• Required task: Could you edit the entries below, replacing "instance" with "object" throughout and keeping everything else the same? Leave the pictures out of your answer.

[Pointing records]
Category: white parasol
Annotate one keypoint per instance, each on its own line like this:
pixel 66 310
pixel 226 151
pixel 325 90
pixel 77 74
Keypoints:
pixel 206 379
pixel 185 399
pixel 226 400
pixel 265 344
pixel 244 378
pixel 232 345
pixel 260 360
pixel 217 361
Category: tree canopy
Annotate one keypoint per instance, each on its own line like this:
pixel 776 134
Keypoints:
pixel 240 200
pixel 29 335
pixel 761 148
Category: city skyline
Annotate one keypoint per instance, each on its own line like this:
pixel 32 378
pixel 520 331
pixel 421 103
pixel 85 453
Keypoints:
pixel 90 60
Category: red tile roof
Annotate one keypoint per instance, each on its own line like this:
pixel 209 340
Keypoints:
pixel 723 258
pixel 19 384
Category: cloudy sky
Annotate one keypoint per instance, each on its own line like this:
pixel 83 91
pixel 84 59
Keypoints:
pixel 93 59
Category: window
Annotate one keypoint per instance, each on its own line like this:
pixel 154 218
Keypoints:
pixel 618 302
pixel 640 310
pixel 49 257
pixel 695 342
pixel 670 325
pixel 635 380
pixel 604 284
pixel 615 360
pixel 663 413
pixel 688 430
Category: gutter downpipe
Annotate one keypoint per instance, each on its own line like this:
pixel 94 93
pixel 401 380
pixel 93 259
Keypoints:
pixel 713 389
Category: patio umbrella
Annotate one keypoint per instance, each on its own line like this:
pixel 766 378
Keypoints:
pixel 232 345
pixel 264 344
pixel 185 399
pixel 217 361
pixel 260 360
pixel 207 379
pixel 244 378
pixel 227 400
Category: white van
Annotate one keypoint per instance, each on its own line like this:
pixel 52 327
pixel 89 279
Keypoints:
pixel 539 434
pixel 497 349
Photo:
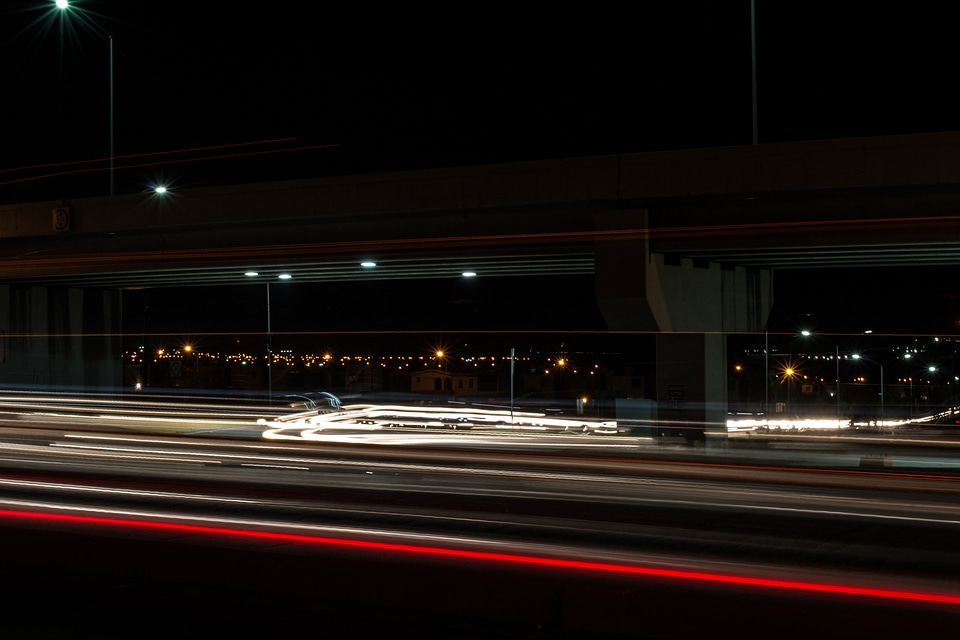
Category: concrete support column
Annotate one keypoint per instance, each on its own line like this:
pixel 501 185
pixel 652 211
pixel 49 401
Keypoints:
pixel 691 305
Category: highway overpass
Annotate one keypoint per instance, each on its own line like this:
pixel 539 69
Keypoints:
pixel 681 243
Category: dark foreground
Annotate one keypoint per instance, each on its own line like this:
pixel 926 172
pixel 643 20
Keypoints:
pixel 72 582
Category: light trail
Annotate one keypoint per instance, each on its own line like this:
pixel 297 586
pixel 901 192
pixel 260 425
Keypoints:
pixel 637 570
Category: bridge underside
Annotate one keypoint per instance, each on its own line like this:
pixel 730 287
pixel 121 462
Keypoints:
pixel 679 244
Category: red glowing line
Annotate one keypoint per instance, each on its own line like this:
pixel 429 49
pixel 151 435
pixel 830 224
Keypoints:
pixel 510 558
pixel 152 153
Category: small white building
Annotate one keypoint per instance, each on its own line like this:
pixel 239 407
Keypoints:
pixel 438 381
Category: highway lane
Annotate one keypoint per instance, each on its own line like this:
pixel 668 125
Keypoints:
pixel 862 520
pixel 621 504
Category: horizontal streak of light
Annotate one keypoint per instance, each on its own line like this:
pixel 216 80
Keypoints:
pixel 500 557
pixel 146 155
pixel 160 162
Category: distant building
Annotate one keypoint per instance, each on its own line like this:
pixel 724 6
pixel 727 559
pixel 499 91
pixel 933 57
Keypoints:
pixel 435 380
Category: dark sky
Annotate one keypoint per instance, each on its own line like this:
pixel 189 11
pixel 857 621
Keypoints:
pixel 407 87
pixel 404 88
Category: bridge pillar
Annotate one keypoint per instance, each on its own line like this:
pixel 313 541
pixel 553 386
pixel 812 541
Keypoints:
pixel 692 307
pixel 60 338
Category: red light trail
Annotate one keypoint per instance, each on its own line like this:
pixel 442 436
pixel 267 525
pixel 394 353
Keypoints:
pixel 507 558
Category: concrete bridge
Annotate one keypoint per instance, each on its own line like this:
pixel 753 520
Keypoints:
pixel 680 243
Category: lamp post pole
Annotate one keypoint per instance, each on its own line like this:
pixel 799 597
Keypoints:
pixel 837 360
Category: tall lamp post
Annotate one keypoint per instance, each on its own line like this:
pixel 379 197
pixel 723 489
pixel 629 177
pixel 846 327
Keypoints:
pixel 63 6
pixel 857 356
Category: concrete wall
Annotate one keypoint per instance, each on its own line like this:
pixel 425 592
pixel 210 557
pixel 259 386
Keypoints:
pixel 57 338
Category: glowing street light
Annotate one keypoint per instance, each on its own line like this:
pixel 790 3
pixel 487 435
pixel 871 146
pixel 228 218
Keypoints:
pixel 64 6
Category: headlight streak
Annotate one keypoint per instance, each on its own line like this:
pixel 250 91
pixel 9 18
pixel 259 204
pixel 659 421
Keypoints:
pixel 501 557
pixel 577 479
pixel 149 456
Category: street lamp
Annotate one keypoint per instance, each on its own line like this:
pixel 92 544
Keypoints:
pixel 63 6
pixel 857 356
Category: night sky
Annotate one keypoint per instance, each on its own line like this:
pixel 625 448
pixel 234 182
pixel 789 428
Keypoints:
pixel 405 88
pixel 411 87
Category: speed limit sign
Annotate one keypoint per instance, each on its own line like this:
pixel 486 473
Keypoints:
pixel 61 219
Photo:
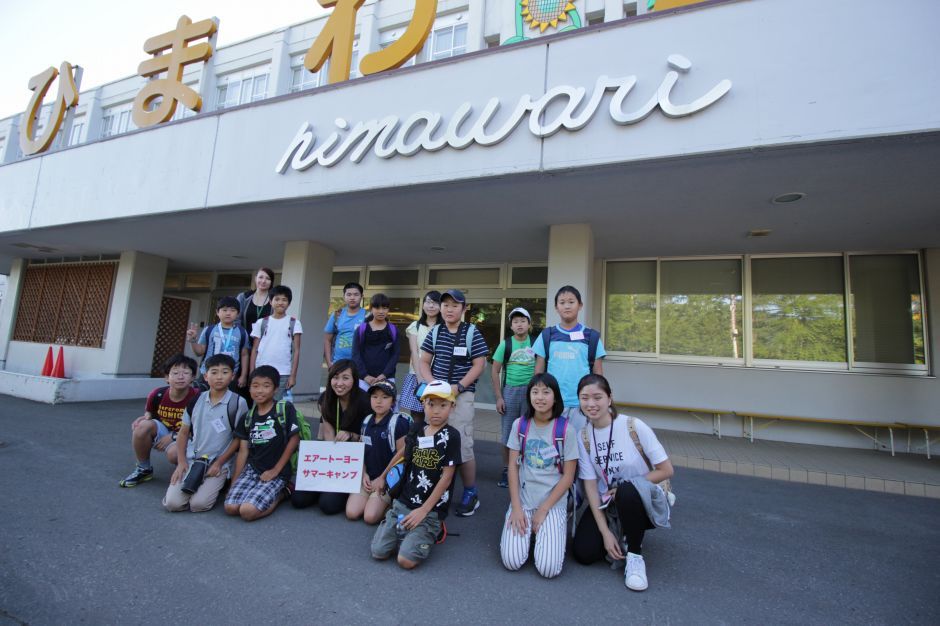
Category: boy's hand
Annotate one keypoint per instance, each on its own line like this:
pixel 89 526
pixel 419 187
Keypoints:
pixel 537 518
pixel 180 472
pixel 414 518
pixel 518 522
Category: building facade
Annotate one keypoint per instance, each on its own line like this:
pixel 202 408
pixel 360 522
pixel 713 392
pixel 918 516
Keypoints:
pixel 743 190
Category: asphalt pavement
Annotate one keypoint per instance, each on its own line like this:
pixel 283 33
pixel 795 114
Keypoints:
pixel 76 548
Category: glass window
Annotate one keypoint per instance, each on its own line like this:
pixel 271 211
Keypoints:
pixel 344 277
pixel 464 276
pixel 530 275
pixel 887 309
pixel 798 309
pixel 631 307
pixel 700 308
pixel 406 277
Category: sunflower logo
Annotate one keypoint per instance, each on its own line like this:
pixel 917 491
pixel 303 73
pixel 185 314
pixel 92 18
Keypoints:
pixel 541 14
pixel 544 13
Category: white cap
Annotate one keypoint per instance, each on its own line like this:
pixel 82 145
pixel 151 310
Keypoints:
pixel 519 309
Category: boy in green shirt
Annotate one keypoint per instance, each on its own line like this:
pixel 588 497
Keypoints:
pixel 513 367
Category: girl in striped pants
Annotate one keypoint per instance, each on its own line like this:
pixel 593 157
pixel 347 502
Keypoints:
pixel 543 459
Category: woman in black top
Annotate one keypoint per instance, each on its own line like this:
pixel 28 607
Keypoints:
pixel 343 406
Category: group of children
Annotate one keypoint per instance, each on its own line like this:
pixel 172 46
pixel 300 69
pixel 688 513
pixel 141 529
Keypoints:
pixel 558 425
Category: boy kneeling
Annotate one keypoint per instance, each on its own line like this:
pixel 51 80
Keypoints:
pixel 431 453
pixel 268 439
pixel 204 463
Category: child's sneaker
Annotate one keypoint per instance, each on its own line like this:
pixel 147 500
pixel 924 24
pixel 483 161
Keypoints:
pixel 634 575
pixel 139 475
pixel 469 503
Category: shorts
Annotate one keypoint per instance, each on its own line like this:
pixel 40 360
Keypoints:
pixel 414 545
pixel 407 400
pixel 514 397
pixel 387 499
pixel 461 418
pixel 250 489
pixel 162 431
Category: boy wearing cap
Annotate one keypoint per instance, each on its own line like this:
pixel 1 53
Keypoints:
pixel 226 337
pixel 432 452
pixel 455 352
pixel 513 367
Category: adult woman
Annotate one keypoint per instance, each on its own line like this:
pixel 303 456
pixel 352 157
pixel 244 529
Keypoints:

• The response:
Category: white parasol
Annotate one keypoint per object, each on its own line like this:
pixel 66 310
pixel 226 151
pixel 325 90
pixel 77 74
Keypoints:
pixel 206 379
pixel 185 399
pixel 226 400
pixel 265 344
pixel 244 378
pixel 232 345
pixel 260 360
pixel 217 361
Category: tree canopy
Annotate one keypoint per object, each on its own line like this:
pixel 776 134
Keypoints:
pixel 240 200
pixel 29 335
pixel 761 148
Category: city skyline
Annotate one keypoint per object, each on its own line like this:
pixel 32 378
pixel 520 331
pixel 421 103
pixel 85 453
Keypoints:
pixel 90 60
Category: red tile roof
Annotate one keypoint per object, each on its own line like this:
pixel 209 340
Keypoints:
pixel 723 258
pixel 19 384
Category: cloudy sky
Annotate one keypoint per object, each on its own line like this:
pixel 83 91
pixel 84 59
Keypoints:
pixel 93 59
Category: window
Annotate one keypoint per object, each on its own line like this:
pixel 154 218
Keypoints:
pixel 618 302
pixel 640 310
pixel 49 257
pixel 695 342
pixel 670 325
pixel 635 380
pixel 604 284
pixel 615 360
pixel 663 413
pixel 688 430
Category: gutter downpipe
Annotate one keypoint per object, each on its own line like this:
pixel 94 93
pixel 401 380
pixel 93 259
Keypoints:
pixel 713 389
Category: patio umbrella
Annotate one keypoint per object, each on its own line like this:
pixel 766 378
Keypoints:
pixel 232 345
pixel 264 344
pixel 185 399
pixel 217 361
pixel 260 360
pixel 207 379
pixel 244 378
pixel 227 400
Category: white van
Annotate one keypoint per object, each on its own line like this:
pixel 52 327
pixel 89 279
Keypoints:
pixel 539 434
pixel 497 349
Photo:
Category: concrete support column
Annotate one keypoint per object, each on its own line like this:
pixel 501 185
pixel 652 211
pixel 49 401
Keypoints:
pixel 691 305
Category: highway overpass
Annotate one keypoint per object, each on its own line like this:
pixel 539 69
Keypoints:
pixel 681 243
Category: dark foreground
Annotate one keypoint per object, each on its own line like this:
pixel 926 172
pixel 643 20
Keypoints:
pixel 72 582
Category: light trail
Annotate one keypoint per object, each on its own line like this:
pixel 297 586
pixel 901 192
pixel 260 425
Keypoints:
pixel 637 570
Category: bridge underside
Annotate one keypoint per object, each on its own line like this:
pixel 730 287
pixel 121 462
Keypoints:
pixel 679 244
Category: red glowing line
Annotate one keypoint per object, each on its own line like this:
pixel 429 49
pixel 151 435
pixel 830 224
Keypoints:
pixel 510 558
pixel 152 153
Category: small white building
Annotate one keypoint per object, each on its own line like this:
pixel 239 407
Keypoints:
pixel 438 381
Category: highway lane
Annotate one keypoint per object, each on its own line like this:
pixel 668 125
Keypoints:
pixel 862 520
pixel 621 504
Category: horizontal streak of light
Annotate one keypoint per object, each on its own line like this:
pixel 216 80
Keypoints:
pixel 500 557
pixel 146 155
pixel 160 162
Category: distant building
Annotate one keypoint per object, each on its own line like this:
pixel 724 6
pixel 727 559
pixel 499 91
pixel 933 57
Keypoints:
pixel 435 380
Category: dark sky
Annotate one keypoint per object, each on its own line like this:
pixel 189 11
pixel 857 621
Keypoints:
pixel 407 87
pixel 404 88
Category: bridge pillar
Annotate one keypoint per object, each on its own line like this:
pixel 313 541
pixel 553 386
pixel 812 541
Keypoints:
pixel 692 307
pixel 60 338
Category: red light trail
Annotate one keypoint per object, each on its own line like this:
pixel 442 436
pixel 267 525
pixel 394 353
Keypoints:
pixel 507 558
Category: concrete bridge
Annotate one keypoint per object, each on its own line like this:
pixel 753 520
Keypoints:
pixel 680 243
Category: lamp post pole
Annotate one keypoint per object, each on its own line like this:
pixel 799 597
Keypoints:
pixel 837 360
Category: tall lamp post
Annotate one keypoint per object, each on its own line like this:
pixel 379 197
pixel 723 489
pixel 629 177
pixel 846 327
Keypoints:
pixel 63 6
pixel 857 356
Category: concrete wall
Annotate one keypoint per object, each on its own line like this:
pixel 425 592
pixel 210 557
pixel 259 386
Keypoints:
pixel 57 338
Category: glowing street light
Annotate one keypoint per object, each on its own line like this:
pixel 790 3
pixel 487 435
pixel 871 146
pixel 228 218
Keypoints:
pixel 64 6
Category: headlight streak
Annotate one keypoint per object, each on its own line like this:
pixel 250 91
pixel 9 18
pixel 259 204
pixel 659 421
Keypoints:
pixel 501 557
pixel 577 479
pixel 149 456
Category: street lamp
Annotate one keypoint per object, each on its own line like this:
pixel 92 544
Keypoints:
pixel 63 6
pixel 857 356
Category: night sky
Annotate one keypoint per object, each on its own line like this:
pixel 625 448
pixel 234 182
pixel 789 428
Keypoints:
pixel 405 88
pixel 411 87
Category: speed limit sign
Annotate one keypoint per object, each on its own line like this:
pixel 486 473
Keypoints:
pixel 61 219
Photo:
Category: boy's hand
Annotate one keypoint per object, each on its own line like this:
pixel 89 526
pixel 419 187
Keypoints:
pixel 537 518
pixel 180 472
pixel 414 518
pixel 518 522
Category: building facade
Annotate one keypoint per object, each on its own line like this:
pixel 202 408
pixel 360 522
pixel 713 392
pixel 918 516
Keypoints:
pixel 743 190
Category: asphalt pavement
Annotate one keypoint per object, each on its own line like this:
pixel 283 33
pixel 795 114
Keypoints:
pixel 76 548
Category: glass window
Annotate one keypoint per object, each on its own line like this:
pixel 271 211
Keypoints:
pixel 344 277
pixel 464 276
pixel 530 275
pixel 887 309
pixel 798 309
pixel 631 307
pixel 700 308
pixel 406 277
Category: sunflower logo
Annotate one keypoint per object, each on its own line like this:
pixel 917 491
pixel 303 73
pixel 185 314
pixel 92 18
Keypoints:
pixel 541 14
pixel 544 13
Category: white cap
Annotate one keypoint per object, each on its own line like this:
pixel 82 145
pixel 151 310
Keypoints:
pixel 519 309
Category: boy in green shirt
Annotate one keypoint per object, each on its own line like this:
pixel 588 497
Keypoints:
pixel 513 367
Category: girl in striped pants
Annotate one keypoint per object, each on its own line like this:
pixel 593 157
pixel 347 502
Keypoints:
pixel 543 459
Category: woman in black top
Annotate one keypoint per object, each on its own line like this:
pixel 28 607
Keypoints:
pixel 343 406
Category: group of children
Annotate one keypoint per object, each on its own line like this:
pixel 172 46
pixel 300 69
pixel 688 513
pixel 141 529
Keypoints:
pixel 558 425
Category: boy kneeling
Annotate one keypoint per object, each on its own line like this:
pixel 51 80
Keypoints:
pixel 431 453
pixel 268 439
pixel 204 463
Category: child's sneaker
Annotate one keypoint per object, each on its own line like this:
pixel 147 500
pixel 924 24
pixel 483 161
Keypoints:
pixel 634 575
pixel 139 475
pixel 469 503
Category: shorts
Annotate one keypoint per object, each on its own line like this:
pixel 40 360
Keypoints:
pixel 414 545
pixel 407 400
pixel 514 397
pixel 387 499
pixel 461 418
pixel 250 489
pixel 162 431
Category: boy wearing cap
Annotate one keypoint per object, each on its own line like this:
pixel 1 53
Keypoints:
pixel 226 337
pixel 432 452
pixel 455 352
pixel 513 367
Category: adult woman
Annotate one keypoint per object, each on its own line like this:
pixel 303 456
pixel 352 157
pixel 244 529
Keypoints:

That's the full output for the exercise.